EXERCISE DETAILS:
Gather every line of the listing below that contains the word "rhino", and copy each of those lines out in full.

— start PROVIDED MATERIAL —

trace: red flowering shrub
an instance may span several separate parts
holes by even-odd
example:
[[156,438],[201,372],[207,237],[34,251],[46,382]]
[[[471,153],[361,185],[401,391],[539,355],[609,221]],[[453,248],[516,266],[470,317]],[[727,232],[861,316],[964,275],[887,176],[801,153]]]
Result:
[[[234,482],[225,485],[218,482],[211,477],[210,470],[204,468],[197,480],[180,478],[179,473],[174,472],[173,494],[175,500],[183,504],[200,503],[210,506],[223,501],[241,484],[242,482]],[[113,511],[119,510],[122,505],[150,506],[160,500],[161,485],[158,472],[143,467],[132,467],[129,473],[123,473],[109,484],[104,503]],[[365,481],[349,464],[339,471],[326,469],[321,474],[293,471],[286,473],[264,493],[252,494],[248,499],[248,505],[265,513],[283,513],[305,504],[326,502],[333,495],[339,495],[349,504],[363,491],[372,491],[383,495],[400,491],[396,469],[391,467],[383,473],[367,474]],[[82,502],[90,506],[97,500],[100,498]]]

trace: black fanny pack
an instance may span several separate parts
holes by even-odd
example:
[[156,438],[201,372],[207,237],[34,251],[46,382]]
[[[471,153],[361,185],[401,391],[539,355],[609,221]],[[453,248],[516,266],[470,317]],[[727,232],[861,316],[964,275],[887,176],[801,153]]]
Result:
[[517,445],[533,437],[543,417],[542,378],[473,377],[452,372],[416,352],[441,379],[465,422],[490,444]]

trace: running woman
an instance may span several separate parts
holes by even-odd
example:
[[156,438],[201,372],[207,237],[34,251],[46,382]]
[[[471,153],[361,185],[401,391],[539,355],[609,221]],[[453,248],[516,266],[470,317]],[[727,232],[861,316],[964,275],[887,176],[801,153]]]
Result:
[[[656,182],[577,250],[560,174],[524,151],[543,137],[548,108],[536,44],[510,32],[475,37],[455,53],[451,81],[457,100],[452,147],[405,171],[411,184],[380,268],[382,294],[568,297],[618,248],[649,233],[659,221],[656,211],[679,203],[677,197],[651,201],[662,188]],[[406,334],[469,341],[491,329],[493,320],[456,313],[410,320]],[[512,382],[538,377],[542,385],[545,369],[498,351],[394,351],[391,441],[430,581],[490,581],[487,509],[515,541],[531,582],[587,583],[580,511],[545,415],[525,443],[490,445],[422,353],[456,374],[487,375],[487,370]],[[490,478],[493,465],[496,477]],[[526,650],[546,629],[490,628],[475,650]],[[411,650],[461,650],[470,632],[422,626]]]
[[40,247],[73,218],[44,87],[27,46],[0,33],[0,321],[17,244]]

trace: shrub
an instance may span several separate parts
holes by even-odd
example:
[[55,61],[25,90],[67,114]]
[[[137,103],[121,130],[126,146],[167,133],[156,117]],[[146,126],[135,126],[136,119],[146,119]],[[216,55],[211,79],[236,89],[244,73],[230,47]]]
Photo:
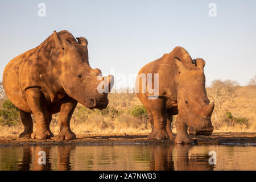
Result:
[[224,114],[224,121],[229,125],[234,126],[236,124],[245,125],[248,128],[250,126],[249,119],[245,117],[235,118],[230,111],[226,111]]
[[133,115],[135,117],[141,118],[148,116],[147,109],[146,109],[145,106],[143,105],[135,106],[131,110],[131,115]]
[[7,100],[2,104],[0,109],[0,123],[9,126],[15,126],[20,120],[19,109],[11,102]]
[[135,105],[131,112],[131,115],[135,117],[142,118],[145,123],[145,129],[147,129],[147,121],[148,118],[147,109],[143,105]]

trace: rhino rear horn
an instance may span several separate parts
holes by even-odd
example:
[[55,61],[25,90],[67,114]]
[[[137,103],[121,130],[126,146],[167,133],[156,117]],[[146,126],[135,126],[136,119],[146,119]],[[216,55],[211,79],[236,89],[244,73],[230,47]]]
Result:
[[210,116],[214,109],[214,102],[212,102],[209,105],[205,105],[203,107],[202,113],[204,115]]
[[85,38],[76,38],[76,39],[77,39],[79,44],[85,46],[87,46],[87,45],[88,45],[88,42]]
[[68,40],[64,38],[59,36],[56,32],[56,30],[53,31],[53,38],[55,44],[61,47],[63,50],[68,49],[73,49],[74,48],[74,45],[69,42]]
[[183,63],[182,63],[181,61],[180,61],[180,59],[177,58],[177,57],[175,57],[174,58],[175,62],[176,64],[176,65],[179,69],[179,72],[182,72],[185,70],[187,70],[188,68],[184,65]]
[[203,59],[196,59],[196,65],[200,69],[204,69],[204,66],[205,65],[205,61]]

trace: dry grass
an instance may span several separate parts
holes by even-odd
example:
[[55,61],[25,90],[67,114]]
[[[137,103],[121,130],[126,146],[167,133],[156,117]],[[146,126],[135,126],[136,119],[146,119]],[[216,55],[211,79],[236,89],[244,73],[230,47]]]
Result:
[[[210,94],[210,89],[207,89]],[[86,134],[129,134],[148,133],[151,126],[148,121],[146,123],[142,118],[135,117],[131,110],[135,105],[142,104],[135,94],[109,94],[109,113],[97,109],[90,110],[79,104],[74,112],[71,127],[77,135]],[[222,132],[255,132],[256,131],[256,88],[252,86],[236,88],[233,101],[226,96],[225,101],[220,108],[216,107],[219,116],[212,116],[212,123],[215,133]],[[113,111],[111,110],[113,109]],[[118,111],[118,113],[117,113]],[[248,118],[250,125],[236,124],[230,126],[223,121],[224,113],[230,111],[236,117]],[[58,114],[53,116],[51,130],[55,135],[59,133]],[[34,125],[34,129],[35,129]],[[147,126],[147,128],[146,127]],[[23,131],[21,122],[15,126],[0,126],[0,136],[18,135]],[[176,132],[174,125],[173,131]]]

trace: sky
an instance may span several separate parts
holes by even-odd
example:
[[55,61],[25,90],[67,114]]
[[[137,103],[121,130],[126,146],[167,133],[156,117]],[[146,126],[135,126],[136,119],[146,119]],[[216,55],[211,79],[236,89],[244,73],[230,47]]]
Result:
[[208,86],[216,79],[245,85],[256,75],[256,1],[1,0],[0,80],[13,58],[63,30],[86,38],[90,66],[117,78],[136,75],[176,46],[205,60]]

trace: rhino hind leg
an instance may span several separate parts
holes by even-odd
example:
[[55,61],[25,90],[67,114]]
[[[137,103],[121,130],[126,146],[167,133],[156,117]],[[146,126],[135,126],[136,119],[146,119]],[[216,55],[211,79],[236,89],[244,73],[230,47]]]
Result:
[[49,122],[48,123],[48,130],[49,130],[49,132],[51,135],[51,137],[54,137],[53,134],[51,131],[50,128],[49,128],[49,125],[51,123],[51,121],[52,121],[52,114],[49,114]]
[[167,113],[165,109],[165,102],[163,98],[158,98],[149,101],[151,111],[154,118],[154,128],[151,139],[164,140],[170,138],[166,131]]
[[31,134],[33,133],[33,122],[31,114],[19,109],[19,111],[21,121],[24,125],[24,131],[19,134],[19,138],[30,138]]
[[192,143],[193,140],[188,134],[188,127],[182,121],[182,119],[180,119],[179,115],[176,119],[175,125],[177,130],[177,135],[174,140],[175,144]]
[[167,123],[166,123],[166,131],[168,135],[170,136],[170,139],[174,140],[176,135],[174,134],[172,131],[172,115],[168,113],[167,111]]
[[60,133],[57,138],[61,140],[72,140],[76,138],[76,135],[70,128],[70,121],[77,105],[77,101],[72,98],[67,98],[60,106],[59,116]]
[[31,135],[32,139],[45,139],[51,138],[48,129],[49,114],[46,99],[38,88],[30,88],[26,90],[25,94],[36,123],[36,131]]

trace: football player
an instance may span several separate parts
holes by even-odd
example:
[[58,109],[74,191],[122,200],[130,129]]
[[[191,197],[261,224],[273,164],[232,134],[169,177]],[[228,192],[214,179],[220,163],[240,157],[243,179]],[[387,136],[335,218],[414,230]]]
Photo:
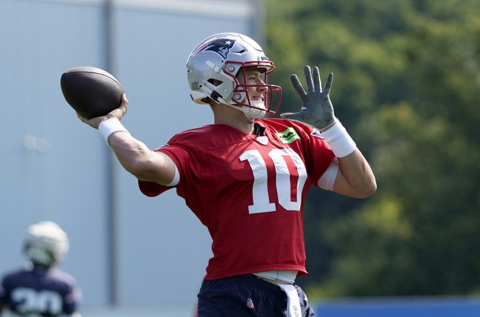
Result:
[[334,116],[332,74],[322,89],[318,68],[312,74],[306,66],[306,92],[291,78],[300,111],[264,119],[276,112],[281,88],[268,83],[275,66],[252,38],[210,36],[192,52],[186,68],[192,98],[210,105],[214,124],[179,133],[155,151],[120,124],[124,95],[106,116],[78,117],[99,129],[142,192],[154,196],[175,188],[208,228],[214,255],[198,294],[200,317],[314,316],[294,284],[307,273],[307,190],[314,185],[362,198],[376,188]]
[[23,244],[26,268],[6,274],[0,284],[2,309],[14,316],[80,317],[81,292],[74,279],[56,268],[68,250],[66,234],[52,222],[32,224]]

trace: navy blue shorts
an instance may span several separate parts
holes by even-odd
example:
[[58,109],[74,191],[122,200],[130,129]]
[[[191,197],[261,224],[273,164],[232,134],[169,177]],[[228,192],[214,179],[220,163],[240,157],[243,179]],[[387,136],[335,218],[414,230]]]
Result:
[[[302,317],[315,317],[305,293],[295,286]],[[254,275],[204,280],[198,295],[198,317],[284,317],[286,295]]]

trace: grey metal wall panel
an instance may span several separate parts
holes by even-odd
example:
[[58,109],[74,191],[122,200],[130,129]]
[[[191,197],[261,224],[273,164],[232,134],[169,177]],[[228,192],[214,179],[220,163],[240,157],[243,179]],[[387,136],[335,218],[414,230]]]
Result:
[[94,304],[106,294],[104,143],[78,121],[60,80],[74,66],[102,66],[102,19],[98,6],[0,1],[0,271],[24,262],[28,225],[54,220],[70,240],[62,267]]
[[[130,102],[124,124],[132,135],[154,150],[176,133],[212,123],[210,107],[190,98],[186,58],[212,34],[249,33],[248,20],[126,8],[116,18],[118,77]],[[192,306],[212,256],[206,228],[174,189],[149,198],[133,176],[119,172],[122,302]],[[138,278],[140,270],[148,278]]]
[[[228,2],[114,2],[112,70],[130,102],[123,122],[150,148],[178,132],[212,122],[209,108],[190,98],[185,62],[212,34],[254,35],[248,2],[223,16],[213,10],[225,10],[218,6]],[[181,8],[200,2],[201,10]],[[0,274],[24,262],[20,249],[28,225],[56,221],[70,240],[62,267],[76,278],[90,312],[105,306],[110,296],[106,166],[111,150],[76,118],[60,79],[76,66],[108,67],[106,3],[0,0],[5,119],[0,125]],[[118,304],[180,304],[190,311],[212,256],[206,229],[174,190],[147,198],[133,176],[118,162],[114,168]]]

— end PROVIDED MATERIAL —

TASK SOLUTION:
trace: rhino rear horn
trace: rhino hind leg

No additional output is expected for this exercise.